------ Text provided ------
It wasn’t exactly a stem cell tag team, but both the journal Nature and the San Francisco Chronicle this past week carried lengthy pieces examining the state of affairs at California’s $3 billion stem cell agency.
Neither of the articles was a valentine, but overall the agency should be satisfied with them -- if only for the reason that they will make more people aware of what the agency is doing. The agency received something of a cyber bonus with a video on the Nature Web site that accompanied its online article(see video above). Coverage of the agency, especially in the mainstream media, has been minimal over the last several years.
Meanwhile the agency has been trying to spread the word as it tries to fend off its financial demise in less than three years, when funds for new research awards run out.
Both pieces covered familiar ground for readers of this Web site. And both emphasized the looming financial crunch for the agency, which is examining the possibility of some sort of private-public financing arrangement. The agency has not ruled out another bond measure to secure voter approval for as much $5 billion in additional financing. Neither article discussed the likelihood of voter approval, which is problematic.
------
• [Parts of the exercise]
#1 Based on the text about coverage of California's stem cell agency, explain why the agency should be satisfied with the two articles even though neither was a valentine.
#2 Answer these questions from the text about coverage of California's stem cell agency.
(a) Which two publications carried lengthy pieces on the agency this past week?
(b) When will the agency's funds for new research awards run out?
(c) How much additional financing could another bond measure seek from voters?
------ Material provided ------
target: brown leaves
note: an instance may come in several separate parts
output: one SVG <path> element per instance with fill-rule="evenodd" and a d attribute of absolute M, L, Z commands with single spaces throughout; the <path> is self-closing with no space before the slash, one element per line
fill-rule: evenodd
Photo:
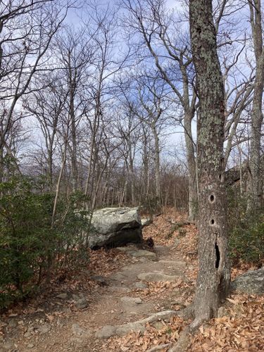
<path fill-rule="evenodd" d="M 175 344 L 177 341 L 183 321 L 178 317 L 173 317 L 169 322 L 161 322 L 163 325 L 161 329 L 156 329 L 155 323 L 147 324 L 146 330 L 143 334 L 132 333 L 123 337 L 110 339 L 103 348 L 106 351 L 138 352 L 146 351 L 153 346 L 168 344 L 168 348 L 161 350 L 166 351 L 170 346 L 170 343 Z"/>
<path fill-rule="evenodd" d="M 190 351 L 264 351 L 264 297 L 235 294 L 227 301 L 226 315 L 201 327 Z"/>

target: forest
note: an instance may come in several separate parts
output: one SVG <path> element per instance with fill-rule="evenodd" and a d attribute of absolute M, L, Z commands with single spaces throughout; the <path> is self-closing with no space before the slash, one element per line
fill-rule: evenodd
<path fill-rule="evenodd" d="M 0 351 L 263 350 L 263 6 L 0 1 Z M 94 251 L 106 208 L 141 244 Z"/>

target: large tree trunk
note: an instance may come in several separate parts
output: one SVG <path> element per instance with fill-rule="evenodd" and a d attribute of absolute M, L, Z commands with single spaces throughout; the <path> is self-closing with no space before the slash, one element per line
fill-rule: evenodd
<path fill-rule="evenodd" d="M 215 316 L 226 296 L 227 260 L 224 183 L 224 86 L 211 0 L 190 0 L 190 31 L 200 101 L 198 122 L 199 263 L 192 328 Z"/>
<path fill-rule="evenodd" d="M 264 50 L 262 37 L 260 0 L 249 1 L 251 25 L 256 62 L 254 95 L 251 111 L 251 137 L 249 167 L 251 173 L 248 210 L 258 210 L 261 206 L 260 139 L 263 122 L 262 97 L 264 88 Z"/>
------
• [Results of the exercise]
#1 The articles will make more people aware of what the agency is doing. That matters because coverage of the agency, especially in the mainstream media, has been minimal over the last several years.

#2
(a) The journal Nature and the San Francisco Chronicle.
(b) In less than three years.
(c) As much as $5 billion.